Copy every line of the data below word for word, without changing anything.

> SUPPLIED ENTRIES:
* start *

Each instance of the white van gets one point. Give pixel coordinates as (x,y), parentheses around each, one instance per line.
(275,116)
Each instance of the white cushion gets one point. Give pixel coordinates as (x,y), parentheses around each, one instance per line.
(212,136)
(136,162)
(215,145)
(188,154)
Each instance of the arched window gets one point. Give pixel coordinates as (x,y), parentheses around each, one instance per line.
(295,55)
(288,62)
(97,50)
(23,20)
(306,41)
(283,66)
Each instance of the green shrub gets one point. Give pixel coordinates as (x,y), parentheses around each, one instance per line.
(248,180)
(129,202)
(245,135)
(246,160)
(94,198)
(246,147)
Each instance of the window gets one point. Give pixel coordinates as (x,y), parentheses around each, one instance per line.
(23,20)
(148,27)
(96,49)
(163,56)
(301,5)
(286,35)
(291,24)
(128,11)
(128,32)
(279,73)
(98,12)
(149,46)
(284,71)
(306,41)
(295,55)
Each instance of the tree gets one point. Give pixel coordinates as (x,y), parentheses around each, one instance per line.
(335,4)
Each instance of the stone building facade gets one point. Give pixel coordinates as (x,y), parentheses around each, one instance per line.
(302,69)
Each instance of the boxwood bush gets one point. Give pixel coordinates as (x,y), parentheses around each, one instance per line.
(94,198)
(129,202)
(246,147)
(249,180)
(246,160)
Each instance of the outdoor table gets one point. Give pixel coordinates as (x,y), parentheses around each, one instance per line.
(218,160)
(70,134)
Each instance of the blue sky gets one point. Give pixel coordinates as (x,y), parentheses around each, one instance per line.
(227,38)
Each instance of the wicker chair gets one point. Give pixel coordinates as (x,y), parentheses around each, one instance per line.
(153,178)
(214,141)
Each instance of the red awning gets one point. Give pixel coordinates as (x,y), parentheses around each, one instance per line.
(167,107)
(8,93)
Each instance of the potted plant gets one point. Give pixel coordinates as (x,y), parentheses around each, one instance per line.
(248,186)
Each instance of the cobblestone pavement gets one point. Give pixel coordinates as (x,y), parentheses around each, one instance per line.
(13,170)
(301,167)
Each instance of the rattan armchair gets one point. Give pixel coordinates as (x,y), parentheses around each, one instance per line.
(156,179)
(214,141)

* end *

> FINISHED ANSWER:
Each instance of the white van gets one point. Give pixel coordinates as (x,y), parentheses around each, one instance per line.
(275,116)
Each instance of the white cushion gets one point. Give pixel coordinates as (x,y), parentheses around each, one instance per line.
(212,136)
(136,162)
(215,145)
(188,154)
Each instance of the arched window gets one point. Give pixel coordinates as (x,y), parentheses around each, one instance per line.
(295,55)
(288,62)
(97,50)
(23,20)
(306,41)
(283,66)
Each instance of the green shrub gets one point. Give pixel coordinates as (x,y), parentheses around each, one instance per line.
(248,180)
(129,202)
(245,135)
(246,160)
(94,198)
(246,147)
Each instance of the window gets one point. Give pixel coordinates as (x,y), parentheses around each, one instance per line.
(23,20)
(148,27)
(96,49)
(163,56)
(301,5)
(286,35)
(291,24)
(128,11)
(128,32)
(279,73)
(98,12)
(149,46)
(284,71)
(306,41)
(295,55)
Each instance of the tree gets one point. Give pixel coordinates as (x,y), parentheses around each, one instance per line.
(335,4)
Each instance of the stone building facade gets one point. Give pixel coordinates as (x,y), parentheses around each, one instance per line.
(302,69)
Each instance of the boxwood bush gets one point. Give pixel coordinates as (x,y), parentheses around each, one instance per line.
(94,198)
(129,202)
(246,147)
(249,180)
(246,160)
Each instance of the outdoor table gets one point. Give pixel coordinates as (x,y), parentheses around each, one instance per line.
(218,160)
(70,134)
Each instance of the blue sky gets one point. Give pixel coordinates as (x,y), parentheses around each, one instance per line.
(227,38)
Each instance of the wicker chair gets one point. Give pixel coordinates as (x,y), parentheses around each, one instance per line.
(153,178)
(214,141)
Each instance of the red awning gets one point. Give pixel coordinates as (x,y), parentheses around each, one instance per line.
(167,107)
(8,93)
Each instance of the potted plant gets one point. Give pixel coordinates as (x,y), parentheses around each, one instance per line.
(248,186)
Each instance of the cobblestone pavement gets one point. Give pixel coordinates as (x,y), parentheses around each, one instance per line.
(13,170)
(301,167)
Each instance of the rattan armchair gets one point. Give pixel coordinates as (x,y), parentheses around each, one instance per line.
(156,179)
(214,141)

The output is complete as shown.